— EXERCISE DETAILS —
Pull every line containing "each" out of the listing below.

— PROVIDED RECORDS —
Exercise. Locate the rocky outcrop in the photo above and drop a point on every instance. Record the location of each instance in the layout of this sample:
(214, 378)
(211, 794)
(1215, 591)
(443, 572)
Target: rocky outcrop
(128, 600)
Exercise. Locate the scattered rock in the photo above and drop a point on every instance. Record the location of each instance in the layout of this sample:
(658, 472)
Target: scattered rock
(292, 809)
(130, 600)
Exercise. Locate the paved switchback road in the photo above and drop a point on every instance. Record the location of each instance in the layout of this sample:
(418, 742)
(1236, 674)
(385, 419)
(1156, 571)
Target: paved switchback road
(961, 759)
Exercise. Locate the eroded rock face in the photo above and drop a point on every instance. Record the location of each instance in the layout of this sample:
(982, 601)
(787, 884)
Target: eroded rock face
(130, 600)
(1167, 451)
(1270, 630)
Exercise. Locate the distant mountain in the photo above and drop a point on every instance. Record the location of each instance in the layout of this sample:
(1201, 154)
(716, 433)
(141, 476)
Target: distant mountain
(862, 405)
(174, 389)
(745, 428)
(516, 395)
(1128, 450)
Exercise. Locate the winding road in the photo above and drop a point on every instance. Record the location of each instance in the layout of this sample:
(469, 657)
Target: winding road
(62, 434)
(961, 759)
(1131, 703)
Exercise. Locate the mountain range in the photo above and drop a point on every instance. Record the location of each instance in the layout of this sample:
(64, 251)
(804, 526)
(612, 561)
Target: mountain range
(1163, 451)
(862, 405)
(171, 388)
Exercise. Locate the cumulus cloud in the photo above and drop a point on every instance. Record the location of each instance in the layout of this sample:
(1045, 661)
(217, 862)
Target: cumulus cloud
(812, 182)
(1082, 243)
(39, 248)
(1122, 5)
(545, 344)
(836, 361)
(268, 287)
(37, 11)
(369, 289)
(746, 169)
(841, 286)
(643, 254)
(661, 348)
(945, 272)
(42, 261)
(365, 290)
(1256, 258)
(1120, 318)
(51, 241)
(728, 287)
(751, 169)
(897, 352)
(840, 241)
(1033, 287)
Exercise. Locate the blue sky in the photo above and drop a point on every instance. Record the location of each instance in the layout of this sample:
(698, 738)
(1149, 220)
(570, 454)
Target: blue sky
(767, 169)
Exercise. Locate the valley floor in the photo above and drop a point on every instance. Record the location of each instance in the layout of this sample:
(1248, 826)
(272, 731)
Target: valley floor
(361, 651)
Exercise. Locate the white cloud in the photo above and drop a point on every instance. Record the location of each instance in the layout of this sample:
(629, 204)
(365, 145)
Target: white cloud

— FINISHED EXERCISE —
Exercise. Locate the rocky outcrop in the photo above and drop a point on every instance. Record the location of each instance in the layout of this sample:
Exercise. Locate the scattered rock in the photo above and drop a point on every instance. Record the location of each instance in the layout of this sample:
Exercise. Locate the paved switchback road in the photo above and drop a point on every instance. Record the location of each instance in the layout of this sample:
Exercise. Locate the eroded rock face in the photo above and drop a point on every instance. Record the location of each instance in the layout of this sample:
Exercise. Locate the distant mountain in the photo above and drop a point on every instance. Record the location of each instance in the layout of this sample:
Exercise. Locate the winding road in the photo above and drop a point on every instance. Record the location of each instance in the layout of this sample:
Exercise. Locate the mountain range in the photo above and drop a point on every instance. Record the location of each instance in the layout of this sample:
Exercise. Locate the cumulus cloud in the photo above and drop a point on every instance. Record the location of each instance in the layout of this sample:
Exercise. Locate the blue sky in the photo above and drop a point on every instance. Record the location of each instance in the layout of this sample:
Exercise. Locate the valley floor in the photo above and drop a point on every instance. Record the location of each instance in the layout of this sample:
Exercise. Locate the white cloud in the photo above and drop a point on every instance. Record the location of each instance in the layout of this sample:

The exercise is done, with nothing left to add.